* _ABOUT THIS TASK_: Transcribe the data exactly, stopping after the "of trees on" line.

* _MATERIAL SHOWN_:

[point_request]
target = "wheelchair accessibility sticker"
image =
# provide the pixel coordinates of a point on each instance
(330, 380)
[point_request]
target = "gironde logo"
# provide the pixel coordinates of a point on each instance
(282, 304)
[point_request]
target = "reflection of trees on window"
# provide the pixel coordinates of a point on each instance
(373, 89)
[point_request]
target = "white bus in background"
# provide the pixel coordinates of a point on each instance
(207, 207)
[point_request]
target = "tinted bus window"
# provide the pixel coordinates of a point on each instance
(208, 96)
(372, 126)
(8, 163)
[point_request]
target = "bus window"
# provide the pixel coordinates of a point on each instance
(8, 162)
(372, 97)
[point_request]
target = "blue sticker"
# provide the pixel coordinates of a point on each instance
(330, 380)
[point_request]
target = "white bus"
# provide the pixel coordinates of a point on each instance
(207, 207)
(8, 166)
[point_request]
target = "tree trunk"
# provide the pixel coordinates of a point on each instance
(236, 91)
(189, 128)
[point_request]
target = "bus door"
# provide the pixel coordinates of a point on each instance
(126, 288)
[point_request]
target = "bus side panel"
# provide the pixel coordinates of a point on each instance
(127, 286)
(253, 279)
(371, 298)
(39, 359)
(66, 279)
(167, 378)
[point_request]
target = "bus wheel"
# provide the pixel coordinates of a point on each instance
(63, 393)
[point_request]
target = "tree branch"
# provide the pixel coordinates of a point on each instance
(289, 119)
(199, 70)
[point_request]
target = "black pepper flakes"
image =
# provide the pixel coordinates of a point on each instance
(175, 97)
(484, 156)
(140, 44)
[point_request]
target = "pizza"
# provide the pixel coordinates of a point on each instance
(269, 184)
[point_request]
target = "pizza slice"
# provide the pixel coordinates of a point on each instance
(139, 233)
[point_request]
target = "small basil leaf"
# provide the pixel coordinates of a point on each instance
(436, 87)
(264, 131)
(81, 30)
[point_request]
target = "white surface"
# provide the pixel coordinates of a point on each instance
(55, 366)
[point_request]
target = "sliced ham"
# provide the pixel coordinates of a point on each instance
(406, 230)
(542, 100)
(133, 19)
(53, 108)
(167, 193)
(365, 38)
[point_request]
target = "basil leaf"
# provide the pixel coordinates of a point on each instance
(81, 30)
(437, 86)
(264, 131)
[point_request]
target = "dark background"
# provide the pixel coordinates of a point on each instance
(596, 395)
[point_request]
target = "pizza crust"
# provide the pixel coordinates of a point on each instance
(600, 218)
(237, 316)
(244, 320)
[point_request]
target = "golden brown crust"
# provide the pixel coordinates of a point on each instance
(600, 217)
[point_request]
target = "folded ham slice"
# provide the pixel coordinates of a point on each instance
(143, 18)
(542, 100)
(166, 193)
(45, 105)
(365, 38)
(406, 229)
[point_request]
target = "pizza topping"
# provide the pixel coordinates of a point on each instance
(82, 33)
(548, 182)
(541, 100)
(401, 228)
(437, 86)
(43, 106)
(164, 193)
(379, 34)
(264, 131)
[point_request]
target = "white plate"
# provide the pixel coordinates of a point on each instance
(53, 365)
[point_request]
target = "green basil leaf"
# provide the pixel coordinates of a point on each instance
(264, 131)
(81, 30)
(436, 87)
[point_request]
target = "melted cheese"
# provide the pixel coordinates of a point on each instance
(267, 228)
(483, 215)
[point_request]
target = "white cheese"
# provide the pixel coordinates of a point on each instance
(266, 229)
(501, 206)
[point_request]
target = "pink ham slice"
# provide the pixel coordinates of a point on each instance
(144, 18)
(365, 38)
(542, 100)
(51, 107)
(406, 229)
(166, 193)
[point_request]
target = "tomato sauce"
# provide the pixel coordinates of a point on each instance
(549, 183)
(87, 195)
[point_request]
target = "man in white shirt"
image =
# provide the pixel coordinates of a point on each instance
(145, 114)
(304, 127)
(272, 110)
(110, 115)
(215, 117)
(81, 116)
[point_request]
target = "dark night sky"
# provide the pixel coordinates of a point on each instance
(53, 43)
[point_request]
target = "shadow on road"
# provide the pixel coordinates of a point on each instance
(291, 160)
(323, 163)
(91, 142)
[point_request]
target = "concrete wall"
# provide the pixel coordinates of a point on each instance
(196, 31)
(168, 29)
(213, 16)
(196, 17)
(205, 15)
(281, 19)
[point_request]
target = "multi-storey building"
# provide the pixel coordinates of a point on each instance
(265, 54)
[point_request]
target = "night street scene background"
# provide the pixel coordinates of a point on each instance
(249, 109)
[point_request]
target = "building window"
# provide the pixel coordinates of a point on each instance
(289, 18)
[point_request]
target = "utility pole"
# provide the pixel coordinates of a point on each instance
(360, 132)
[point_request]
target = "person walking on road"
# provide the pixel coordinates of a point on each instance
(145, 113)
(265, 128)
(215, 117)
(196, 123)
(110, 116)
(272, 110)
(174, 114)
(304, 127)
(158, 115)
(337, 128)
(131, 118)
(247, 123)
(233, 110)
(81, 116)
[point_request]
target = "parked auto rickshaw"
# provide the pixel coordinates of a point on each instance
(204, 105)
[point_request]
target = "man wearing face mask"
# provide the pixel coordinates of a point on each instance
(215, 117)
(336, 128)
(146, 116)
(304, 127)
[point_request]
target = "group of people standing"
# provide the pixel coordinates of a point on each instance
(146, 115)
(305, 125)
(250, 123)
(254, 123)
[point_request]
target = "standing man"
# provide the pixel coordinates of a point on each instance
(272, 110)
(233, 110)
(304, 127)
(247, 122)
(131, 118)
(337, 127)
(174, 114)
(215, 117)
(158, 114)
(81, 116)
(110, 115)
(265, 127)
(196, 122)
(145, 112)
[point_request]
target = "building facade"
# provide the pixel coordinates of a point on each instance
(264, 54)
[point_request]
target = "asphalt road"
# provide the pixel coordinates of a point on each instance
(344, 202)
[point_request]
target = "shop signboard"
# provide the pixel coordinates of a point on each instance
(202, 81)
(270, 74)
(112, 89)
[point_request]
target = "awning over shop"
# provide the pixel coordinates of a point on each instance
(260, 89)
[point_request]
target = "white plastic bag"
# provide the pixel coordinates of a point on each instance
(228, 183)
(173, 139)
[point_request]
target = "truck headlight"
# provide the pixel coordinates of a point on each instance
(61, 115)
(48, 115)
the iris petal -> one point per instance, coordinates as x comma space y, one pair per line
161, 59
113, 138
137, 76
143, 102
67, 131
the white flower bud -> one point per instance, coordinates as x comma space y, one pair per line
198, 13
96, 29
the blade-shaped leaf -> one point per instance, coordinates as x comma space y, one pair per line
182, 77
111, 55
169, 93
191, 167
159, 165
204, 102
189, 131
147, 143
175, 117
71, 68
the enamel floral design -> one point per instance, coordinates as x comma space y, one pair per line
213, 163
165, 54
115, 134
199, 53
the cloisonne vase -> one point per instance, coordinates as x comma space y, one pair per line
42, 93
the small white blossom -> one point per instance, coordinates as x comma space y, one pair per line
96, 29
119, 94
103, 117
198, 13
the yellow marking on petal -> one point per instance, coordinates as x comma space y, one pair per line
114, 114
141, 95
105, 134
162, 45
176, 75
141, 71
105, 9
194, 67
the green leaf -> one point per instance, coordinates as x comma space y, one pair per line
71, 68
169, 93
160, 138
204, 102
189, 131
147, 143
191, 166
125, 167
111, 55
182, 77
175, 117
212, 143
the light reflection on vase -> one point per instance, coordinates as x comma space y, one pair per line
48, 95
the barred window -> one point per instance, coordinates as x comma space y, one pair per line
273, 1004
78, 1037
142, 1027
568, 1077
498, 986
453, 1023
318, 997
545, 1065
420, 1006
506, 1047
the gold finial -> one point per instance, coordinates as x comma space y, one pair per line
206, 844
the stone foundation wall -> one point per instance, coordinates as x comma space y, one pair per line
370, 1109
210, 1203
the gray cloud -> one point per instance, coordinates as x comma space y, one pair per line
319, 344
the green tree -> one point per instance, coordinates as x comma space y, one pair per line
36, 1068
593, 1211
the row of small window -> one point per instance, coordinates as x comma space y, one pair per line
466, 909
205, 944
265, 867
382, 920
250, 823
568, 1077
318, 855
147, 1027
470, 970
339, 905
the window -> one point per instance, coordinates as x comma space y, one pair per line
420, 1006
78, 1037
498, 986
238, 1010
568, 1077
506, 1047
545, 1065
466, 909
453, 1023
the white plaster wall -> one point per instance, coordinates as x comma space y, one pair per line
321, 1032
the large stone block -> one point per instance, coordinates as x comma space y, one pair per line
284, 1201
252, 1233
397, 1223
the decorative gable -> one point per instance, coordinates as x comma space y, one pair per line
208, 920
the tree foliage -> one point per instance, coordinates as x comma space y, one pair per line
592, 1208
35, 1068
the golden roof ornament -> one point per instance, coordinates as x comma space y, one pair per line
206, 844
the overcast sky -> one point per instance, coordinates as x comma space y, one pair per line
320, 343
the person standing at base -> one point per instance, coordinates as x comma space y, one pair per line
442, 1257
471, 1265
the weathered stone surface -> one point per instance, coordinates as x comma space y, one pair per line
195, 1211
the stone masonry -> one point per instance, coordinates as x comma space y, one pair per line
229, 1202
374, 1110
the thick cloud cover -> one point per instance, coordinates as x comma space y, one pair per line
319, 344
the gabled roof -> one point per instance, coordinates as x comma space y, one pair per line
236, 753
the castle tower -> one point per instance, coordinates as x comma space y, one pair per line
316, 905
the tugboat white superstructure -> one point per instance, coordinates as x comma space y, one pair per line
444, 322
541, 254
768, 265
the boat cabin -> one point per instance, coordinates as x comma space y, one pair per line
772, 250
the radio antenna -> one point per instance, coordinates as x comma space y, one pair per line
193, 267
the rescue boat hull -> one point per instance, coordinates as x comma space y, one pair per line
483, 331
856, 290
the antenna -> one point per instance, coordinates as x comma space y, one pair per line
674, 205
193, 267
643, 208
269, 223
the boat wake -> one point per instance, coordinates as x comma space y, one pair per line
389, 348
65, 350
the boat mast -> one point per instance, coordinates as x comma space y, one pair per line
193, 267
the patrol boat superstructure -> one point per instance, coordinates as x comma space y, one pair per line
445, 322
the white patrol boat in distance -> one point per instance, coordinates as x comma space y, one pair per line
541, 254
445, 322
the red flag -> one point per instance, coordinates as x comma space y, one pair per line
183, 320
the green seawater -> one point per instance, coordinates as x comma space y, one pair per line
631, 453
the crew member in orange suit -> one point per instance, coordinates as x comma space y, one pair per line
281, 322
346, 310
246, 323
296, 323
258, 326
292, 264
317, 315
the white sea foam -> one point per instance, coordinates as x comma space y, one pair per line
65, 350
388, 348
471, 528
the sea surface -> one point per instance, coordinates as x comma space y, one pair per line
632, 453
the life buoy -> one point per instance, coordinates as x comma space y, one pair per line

* _TASK OUTPUT_:
[point_request]
target = "wheelchair accessibility sticker"
image =
# provide the pixel coordinates of a point on each instance
(330, 380)
[point_request]
target = "gironde logo"
# provide the pixel coordinates of a point on each instance
(282, 304)
[point_request]
target = "reflection of trees on window"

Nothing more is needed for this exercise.